TASK DESCRIPTION: Report how many lines in the entries below contain the string "green", giving only the number.

Entries from a point-annotation set
'''

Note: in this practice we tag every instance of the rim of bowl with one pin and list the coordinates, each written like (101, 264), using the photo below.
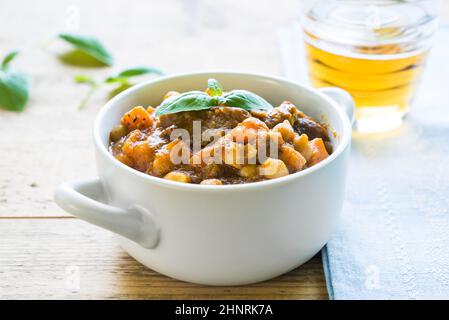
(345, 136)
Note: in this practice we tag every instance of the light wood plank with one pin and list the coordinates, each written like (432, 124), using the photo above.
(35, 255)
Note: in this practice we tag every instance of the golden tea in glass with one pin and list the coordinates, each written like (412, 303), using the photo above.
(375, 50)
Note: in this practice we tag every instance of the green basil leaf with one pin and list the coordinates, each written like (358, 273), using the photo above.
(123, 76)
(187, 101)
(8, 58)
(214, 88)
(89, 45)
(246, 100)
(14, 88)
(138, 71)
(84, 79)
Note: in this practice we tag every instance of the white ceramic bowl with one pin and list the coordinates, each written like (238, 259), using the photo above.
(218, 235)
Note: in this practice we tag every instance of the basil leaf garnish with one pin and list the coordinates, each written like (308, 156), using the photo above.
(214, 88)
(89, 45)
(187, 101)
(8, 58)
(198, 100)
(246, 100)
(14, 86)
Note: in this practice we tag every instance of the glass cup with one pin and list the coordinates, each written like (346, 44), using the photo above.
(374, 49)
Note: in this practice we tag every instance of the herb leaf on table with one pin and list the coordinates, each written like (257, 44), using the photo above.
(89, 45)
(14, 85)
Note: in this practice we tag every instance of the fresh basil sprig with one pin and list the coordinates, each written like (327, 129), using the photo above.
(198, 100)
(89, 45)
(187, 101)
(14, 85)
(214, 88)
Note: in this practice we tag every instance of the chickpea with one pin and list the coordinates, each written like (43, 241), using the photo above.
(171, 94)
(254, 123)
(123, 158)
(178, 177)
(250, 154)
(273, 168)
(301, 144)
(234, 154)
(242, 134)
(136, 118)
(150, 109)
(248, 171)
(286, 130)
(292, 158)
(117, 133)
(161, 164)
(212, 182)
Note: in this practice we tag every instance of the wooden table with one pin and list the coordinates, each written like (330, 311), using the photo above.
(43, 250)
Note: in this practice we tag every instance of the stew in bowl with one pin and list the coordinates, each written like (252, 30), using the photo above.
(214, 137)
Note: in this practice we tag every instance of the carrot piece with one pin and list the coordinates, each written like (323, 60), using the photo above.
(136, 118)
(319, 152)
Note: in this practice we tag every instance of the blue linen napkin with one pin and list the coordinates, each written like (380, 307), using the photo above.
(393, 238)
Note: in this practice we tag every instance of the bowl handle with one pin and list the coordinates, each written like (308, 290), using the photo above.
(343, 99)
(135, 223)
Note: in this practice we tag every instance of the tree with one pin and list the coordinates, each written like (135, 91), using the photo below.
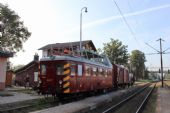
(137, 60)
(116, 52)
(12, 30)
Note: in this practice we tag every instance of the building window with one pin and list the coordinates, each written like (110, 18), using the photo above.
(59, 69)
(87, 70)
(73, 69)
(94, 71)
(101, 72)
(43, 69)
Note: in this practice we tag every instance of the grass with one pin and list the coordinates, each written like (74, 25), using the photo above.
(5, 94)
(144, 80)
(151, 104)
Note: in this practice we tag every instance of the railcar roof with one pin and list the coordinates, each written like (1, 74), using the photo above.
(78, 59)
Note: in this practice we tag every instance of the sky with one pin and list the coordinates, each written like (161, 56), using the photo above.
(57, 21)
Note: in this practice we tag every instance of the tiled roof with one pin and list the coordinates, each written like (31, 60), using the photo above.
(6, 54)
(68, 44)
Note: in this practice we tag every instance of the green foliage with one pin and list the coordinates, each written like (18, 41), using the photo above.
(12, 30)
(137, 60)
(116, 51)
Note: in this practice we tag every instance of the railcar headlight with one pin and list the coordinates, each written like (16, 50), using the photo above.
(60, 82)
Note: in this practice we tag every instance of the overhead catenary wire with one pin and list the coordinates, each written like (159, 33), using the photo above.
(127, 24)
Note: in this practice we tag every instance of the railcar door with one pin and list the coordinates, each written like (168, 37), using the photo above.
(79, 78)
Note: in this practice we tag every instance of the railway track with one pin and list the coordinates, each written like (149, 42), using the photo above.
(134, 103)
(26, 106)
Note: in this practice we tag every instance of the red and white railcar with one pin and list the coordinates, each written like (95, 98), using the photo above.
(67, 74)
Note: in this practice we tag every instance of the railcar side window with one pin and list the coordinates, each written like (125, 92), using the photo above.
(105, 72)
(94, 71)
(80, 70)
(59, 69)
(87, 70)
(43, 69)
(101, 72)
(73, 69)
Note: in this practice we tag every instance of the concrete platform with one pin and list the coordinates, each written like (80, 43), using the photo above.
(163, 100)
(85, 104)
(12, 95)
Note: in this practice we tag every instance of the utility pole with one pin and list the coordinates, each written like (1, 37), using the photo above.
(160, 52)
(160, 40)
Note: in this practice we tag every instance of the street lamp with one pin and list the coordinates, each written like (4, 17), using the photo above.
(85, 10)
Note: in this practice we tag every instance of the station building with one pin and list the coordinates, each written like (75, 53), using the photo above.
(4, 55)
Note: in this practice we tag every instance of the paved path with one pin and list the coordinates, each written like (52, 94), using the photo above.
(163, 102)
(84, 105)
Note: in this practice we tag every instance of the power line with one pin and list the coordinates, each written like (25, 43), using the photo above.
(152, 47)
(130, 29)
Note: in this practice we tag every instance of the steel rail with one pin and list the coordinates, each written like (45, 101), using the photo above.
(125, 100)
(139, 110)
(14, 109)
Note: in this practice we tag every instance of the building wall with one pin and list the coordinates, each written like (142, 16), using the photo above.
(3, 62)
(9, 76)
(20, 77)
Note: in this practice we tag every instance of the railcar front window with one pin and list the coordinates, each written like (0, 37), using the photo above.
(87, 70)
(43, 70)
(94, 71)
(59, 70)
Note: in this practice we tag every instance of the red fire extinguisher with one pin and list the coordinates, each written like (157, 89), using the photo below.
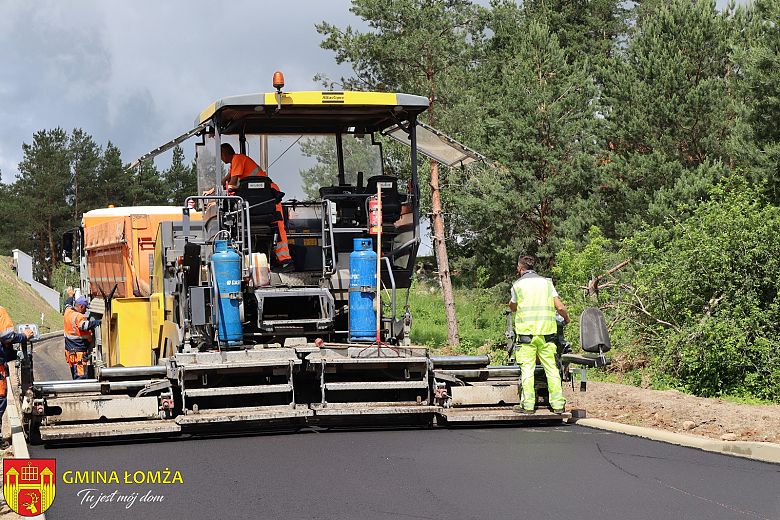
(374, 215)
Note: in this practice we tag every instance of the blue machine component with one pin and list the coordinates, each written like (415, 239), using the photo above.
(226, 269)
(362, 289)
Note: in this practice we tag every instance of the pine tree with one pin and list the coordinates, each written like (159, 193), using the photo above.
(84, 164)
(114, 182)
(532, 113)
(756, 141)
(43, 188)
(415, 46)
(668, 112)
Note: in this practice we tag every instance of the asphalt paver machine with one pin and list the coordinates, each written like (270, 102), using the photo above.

'''
'''

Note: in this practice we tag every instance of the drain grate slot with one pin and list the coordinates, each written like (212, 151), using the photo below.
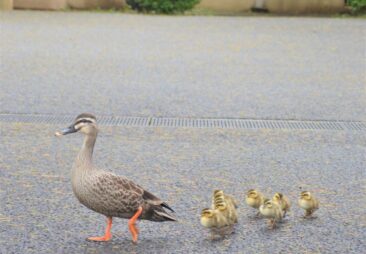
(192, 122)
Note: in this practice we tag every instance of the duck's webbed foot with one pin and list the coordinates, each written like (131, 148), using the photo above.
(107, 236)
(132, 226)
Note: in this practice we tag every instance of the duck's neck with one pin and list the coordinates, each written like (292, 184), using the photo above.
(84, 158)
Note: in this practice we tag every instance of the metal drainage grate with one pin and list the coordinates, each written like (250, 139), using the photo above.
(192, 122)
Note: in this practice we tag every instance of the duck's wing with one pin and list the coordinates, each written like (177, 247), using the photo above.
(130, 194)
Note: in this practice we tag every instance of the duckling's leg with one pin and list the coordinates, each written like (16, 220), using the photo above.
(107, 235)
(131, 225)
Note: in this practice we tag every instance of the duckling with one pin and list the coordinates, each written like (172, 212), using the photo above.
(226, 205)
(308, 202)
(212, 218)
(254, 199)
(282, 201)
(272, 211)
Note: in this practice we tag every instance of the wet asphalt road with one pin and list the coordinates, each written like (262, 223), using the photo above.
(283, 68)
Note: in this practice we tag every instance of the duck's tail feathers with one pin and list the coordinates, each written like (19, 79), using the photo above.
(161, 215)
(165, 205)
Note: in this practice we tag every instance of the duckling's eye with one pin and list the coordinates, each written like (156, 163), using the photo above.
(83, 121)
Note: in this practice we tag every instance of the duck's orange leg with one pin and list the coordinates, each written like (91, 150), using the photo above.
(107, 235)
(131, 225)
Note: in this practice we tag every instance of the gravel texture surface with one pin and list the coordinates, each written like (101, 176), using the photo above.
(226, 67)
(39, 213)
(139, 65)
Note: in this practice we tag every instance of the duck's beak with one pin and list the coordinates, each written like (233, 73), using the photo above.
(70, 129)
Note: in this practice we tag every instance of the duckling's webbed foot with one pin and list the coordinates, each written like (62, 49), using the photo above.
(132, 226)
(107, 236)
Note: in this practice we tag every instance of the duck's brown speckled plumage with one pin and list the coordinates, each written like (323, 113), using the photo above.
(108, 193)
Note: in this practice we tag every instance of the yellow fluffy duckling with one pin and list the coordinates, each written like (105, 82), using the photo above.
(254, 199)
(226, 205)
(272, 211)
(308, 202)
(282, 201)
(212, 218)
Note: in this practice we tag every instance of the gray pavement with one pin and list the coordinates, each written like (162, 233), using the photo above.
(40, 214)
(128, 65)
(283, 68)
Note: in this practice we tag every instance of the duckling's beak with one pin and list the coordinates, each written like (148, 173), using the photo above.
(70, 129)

'''

FULL OUTPUT: 2